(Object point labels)
====
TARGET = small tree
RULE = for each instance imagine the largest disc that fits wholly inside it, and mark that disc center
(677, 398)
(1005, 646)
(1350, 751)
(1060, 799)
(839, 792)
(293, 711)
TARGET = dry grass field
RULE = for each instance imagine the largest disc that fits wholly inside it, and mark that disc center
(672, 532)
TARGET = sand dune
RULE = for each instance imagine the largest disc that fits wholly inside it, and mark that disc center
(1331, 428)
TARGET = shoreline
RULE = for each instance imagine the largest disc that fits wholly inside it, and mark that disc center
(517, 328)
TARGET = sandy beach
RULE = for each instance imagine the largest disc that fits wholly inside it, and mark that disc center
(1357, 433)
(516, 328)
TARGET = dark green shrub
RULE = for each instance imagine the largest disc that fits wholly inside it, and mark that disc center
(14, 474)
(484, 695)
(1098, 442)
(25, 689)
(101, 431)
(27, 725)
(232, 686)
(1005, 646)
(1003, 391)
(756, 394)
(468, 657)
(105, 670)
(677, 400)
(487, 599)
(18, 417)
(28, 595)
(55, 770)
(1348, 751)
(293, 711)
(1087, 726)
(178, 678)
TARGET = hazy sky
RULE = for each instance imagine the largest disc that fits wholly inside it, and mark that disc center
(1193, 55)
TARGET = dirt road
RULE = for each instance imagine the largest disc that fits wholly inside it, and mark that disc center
====
■ **PROBLEM REQUIREMENTS**
Copy out the listing above exactly as it stands, but only the part that starts with the line containing "TARGET = dark green shrub" and runs through the end of the listing, with both ends included.

■ **RESULT FOR THIS EXERCISE**
TARGET = dark green shrub
RULE = for each instance imagine the largest disc that fits wholly inside it, and mark that disc center
(14, 474)
(484, 695)
(1098, 442)
(25, 689)
(101, 431)
(27, 725)
(232, 686)
(1005, 646)
(1003, 391)
(756, 394)
(468, 657)
(105, 670)
(677, 400)
(487, 599)
(18, 417)
(28, 595)
(55, 770)
(1348, 751)
(293, 711)
(1087, 726)
(178, 678)
TARGET = hazy sky
RULE = for each instance imagine the largest disc that fits wholly inside it, and mark that disc center
(1193, 55)
TARGET = dirt road
RULE = for each instance imagine the largest disc that fits wholly inside it, and mark that disc center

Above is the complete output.